En 1520, un puñado de barcos españoles zarpó desde Cuba rumbo a las costas de México. No traían solo armas ni soldados: cargaban con una amenaza invisible.
Entre los pasajeros viajaba un esclavo africano que, sin saberlo, llevaba consigo la viruela. Al enfermar poco después de desembarcar, fue acogido en el pueblo de Cempoala… y con él entró la epidemia que marcaría el destino de todo un continente.
Los rituales, las abluciones frías y las compresas de betún que usaron los habitantes fueron inútiles. La enfermedad avanzó sin freno. Un cronista azteca dejó testimonio:
«Las pústulas nos cubrían el cuerpo, desde la cara hasta el vientre. No podíamos movernos, yacíamos como muertos, incapaces incluso de darnos la vuelta. Moríamos no solo de enfermedad, sino también de hambre, porque ya nadie podía ayudar a los demás».

Entradas de datos:

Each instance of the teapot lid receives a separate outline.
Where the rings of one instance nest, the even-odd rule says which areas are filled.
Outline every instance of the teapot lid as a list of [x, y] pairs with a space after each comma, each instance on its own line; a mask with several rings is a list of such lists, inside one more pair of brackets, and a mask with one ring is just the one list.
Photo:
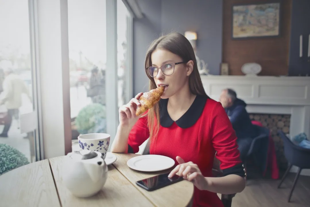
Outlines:
[[68, 153], [68, 155], [76, 161], [86, 162], [97, 162], [103, 159], [102, 155], [99, 152], [88, 150], [74, 151]]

Lo que hará:
Prosiga el texto sobre la llegada de la viruela a México a partir de su última frase. No necesitará usted este material.

Problema resuelto:
En cuestión de meses, México perdió casi la mitad de su población: de veintidós millones quedaron catorce. No fue una batalla, ni un choque de espadas, sino un virus desconocido lo que abrió la grieta más grande en la historia del mundo indígena.
Un solo hombre, que nunca eligió su viaje, se convirtió sin saberlo en portador de una catástrofe. Y así, el destino de un continente cambió para siempre.